Point annotation dataset records:

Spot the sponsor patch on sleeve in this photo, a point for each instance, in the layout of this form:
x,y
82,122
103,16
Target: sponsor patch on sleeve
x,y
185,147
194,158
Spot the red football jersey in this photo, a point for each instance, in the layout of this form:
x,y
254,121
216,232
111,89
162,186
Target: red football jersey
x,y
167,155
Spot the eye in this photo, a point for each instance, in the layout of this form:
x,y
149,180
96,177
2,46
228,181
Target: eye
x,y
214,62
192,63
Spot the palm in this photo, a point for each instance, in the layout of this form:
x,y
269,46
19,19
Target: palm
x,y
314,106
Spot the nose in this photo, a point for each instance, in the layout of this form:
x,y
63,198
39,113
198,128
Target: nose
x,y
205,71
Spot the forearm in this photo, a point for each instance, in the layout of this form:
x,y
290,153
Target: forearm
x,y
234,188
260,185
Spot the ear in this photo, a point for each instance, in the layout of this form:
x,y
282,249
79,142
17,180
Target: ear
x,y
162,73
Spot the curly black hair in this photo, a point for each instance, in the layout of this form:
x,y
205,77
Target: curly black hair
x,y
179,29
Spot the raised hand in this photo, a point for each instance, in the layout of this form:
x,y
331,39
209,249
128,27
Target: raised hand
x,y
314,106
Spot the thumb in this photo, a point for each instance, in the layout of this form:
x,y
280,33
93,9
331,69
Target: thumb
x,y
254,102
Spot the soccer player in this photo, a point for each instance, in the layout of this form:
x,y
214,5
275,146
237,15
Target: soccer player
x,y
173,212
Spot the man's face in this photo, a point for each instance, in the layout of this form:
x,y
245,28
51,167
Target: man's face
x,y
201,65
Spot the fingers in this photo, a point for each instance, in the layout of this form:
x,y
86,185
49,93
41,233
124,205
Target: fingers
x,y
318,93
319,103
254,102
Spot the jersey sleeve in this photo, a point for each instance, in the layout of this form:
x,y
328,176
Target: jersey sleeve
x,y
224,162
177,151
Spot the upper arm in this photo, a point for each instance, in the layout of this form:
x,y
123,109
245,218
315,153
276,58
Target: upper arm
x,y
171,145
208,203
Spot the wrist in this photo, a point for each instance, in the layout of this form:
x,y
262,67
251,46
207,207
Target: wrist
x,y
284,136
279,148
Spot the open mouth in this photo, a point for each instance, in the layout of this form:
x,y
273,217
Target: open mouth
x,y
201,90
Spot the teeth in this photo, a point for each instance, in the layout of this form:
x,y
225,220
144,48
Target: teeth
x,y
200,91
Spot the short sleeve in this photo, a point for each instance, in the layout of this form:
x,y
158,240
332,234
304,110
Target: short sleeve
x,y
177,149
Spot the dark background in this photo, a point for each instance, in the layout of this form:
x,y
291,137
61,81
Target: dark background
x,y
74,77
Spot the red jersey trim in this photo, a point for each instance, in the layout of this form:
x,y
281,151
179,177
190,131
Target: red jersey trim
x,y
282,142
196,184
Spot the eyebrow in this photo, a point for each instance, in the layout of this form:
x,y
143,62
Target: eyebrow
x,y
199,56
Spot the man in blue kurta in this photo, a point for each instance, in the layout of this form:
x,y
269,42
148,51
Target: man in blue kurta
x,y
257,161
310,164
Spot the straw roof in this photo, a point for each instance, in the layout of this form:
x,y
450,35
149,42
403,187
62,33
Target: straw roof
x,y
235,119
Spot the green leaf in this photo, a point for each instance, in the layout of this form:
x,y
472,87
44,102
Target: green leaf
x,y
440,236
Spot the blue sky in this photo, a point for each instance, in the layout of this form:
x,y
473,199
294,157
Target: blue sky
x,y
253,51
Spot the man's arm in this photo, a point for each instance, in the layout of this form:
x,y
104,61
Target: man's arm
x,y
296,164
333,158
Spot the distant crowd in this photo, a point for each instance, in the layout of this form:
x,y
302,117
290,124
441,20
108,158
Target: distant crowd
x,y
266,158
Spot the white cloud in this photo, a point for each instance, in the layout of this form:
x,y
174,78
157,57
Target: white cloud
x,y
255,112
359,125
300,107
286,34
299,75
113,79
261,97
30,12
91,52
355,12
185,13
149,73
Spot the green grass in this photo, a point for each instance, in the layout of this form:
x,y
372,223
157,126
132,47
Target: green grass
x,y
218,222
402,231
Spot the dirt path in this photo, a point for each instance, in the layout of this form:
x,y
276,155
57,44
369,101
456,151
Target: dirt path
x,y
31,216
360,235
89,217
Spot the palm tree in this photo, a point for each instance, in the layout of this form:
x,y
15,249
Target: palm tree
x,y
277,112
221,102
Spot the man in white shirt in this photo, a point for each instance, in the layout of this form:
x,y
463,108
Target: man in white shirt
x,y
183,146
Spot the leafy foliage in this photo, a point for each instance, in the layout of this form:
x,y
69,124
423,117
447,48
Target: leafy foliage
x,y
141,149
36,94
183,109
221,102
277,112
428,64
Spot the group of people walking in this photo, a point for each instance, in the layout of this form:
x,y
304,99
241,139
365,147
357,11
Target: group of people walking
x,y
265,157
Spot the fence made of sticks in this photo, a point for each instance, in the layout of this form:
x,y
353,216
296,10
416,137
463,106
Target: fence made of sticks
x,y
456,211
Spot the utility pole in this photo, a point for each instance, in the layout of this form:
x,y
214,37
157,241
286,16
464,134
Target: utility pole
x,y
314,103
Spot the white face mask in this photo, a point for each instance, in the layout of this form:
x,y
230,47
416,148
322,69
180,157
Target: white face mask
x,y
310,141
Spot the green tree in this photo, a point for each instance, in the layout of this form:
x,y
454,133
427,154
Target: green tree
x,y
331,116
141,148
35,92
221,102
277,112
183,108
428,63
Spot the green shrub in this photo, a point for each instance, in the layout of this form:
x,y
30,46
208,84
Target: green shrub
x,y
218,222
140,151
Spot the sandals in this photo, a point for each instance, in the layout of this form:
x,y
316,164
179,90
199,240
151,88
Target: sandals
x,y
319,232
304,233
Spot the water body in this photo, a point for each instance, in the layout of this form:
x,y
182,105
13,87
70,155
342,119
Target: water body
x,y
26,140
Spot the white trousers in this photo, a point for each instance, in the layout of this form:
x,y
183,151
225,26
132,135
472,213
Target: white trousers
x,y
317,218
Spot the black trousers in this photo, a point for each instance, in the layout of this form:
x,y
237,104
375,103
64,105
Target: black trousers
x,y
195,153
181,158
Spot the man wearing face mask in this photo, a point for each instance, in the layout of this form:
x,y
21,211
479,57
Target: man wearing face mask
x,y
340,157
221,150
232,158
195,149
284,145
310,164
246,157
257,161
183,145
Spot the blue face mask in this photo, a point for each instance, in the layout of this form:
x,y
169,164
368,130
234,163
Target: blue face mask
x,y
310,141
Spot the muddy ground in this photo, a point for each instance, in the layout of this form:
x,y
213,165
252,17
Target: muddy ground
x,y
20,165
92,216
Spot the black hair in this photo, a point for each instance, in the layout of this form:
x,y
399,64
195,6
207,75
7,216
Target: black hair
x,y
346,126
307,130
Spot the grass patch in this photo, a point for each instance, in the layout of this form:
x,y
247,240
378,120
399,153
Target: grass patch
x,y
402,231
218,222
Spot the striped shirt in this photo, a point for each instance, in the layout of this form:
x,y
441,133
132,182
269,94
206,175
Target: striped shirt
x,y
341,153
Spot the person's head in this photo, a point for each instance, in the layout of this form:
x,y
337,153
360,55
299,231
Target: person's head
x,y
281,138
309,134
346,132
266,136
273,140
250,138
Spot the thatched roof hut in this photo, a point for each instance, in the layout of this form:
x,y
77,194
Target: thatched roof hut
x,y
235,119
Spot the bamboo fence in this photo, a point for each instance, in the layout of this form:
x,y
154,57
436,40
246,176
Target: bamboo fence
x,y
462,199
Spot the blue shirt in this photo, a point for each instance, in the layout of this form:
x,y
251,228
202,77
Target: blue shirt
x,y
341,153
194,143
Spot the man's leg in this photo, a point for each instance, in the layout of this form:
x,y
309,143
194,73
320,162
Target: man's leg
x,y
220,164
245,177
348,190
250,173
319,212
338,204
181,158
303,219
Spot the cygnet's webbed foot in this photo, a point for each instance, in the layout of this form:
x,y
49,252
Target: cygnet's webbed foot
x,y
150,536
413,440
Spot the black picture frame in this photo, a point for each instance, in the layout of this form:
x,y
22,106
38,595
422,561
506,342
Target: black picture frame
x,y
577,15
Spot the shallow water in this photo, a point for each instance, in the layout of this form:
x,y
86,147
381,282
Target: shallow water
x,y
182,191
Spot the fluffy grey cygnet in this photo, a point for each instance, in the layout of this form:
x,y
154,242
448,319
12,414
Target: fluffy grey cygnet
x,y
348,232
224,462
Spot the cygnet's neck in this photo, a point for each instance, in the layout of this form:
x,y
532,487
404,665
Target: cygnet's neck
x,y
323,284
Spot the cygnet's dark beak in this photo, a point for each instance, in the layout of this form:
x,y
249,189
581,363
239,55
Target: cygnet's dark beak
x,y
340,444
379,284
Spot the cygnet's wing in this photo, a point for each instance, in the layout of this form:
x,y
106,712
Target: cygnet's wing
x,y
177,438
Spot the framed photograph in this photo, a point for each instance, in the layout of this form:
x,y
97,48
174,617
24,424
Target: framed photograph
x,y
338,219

AIM OF THE EXERCISE:
Rewrite the lines as a numbered list with blank lines omitted, starting with the line that contains "Spot the shallow" and continuing through the end of the records above. Include only those lines.

SOLVED PROBLEM:
1. Spot the shallow water in this photo, a point for each instance, in the layout of this form:
2. x,y
3. 86,147
4. 381,282
5. Target: shallow water
6. x,y
7. 182,191
8. Spot the fluffy grey cygnet in this photo, a point for each instance, in the layout of this form:
9. x,y
10. 154,242
11. 448,319
12. 12,414
13. Target: fluffy grey cygnet
14. x,y
15. 348,232
16. 224,462
17. Spot the cygnet's neck in this photo, a point for each instance, in the layout of this form:
18. x,y
19. 532,487
20. 404,665
21. Target: cygnet's neck
22. x,y
23. 323,284
24. Spot the cygnet's dark beak in this photo, a point for each instance, in the layout of this form:
25. x,y
26. 249,189
27. 581,363
28. 239,55
29. Target: cygnet's dark beak
30. x,y
31. 340,444
32. 379,284
33. Spot the cygnet's wing in this photo, a point for each instance, in the layout of this form:
34. x,y
35. 106,712
36. Target: cygnet's wing
37. x,y
38. 177,438
39. Spot the framed photograph in this photo, a point for each instance, in the layout of this form:
40. x,y
41. 97,48
42. 174,617
43. 24,424
44. Target: framed photograph
45. x,y
46. 338,219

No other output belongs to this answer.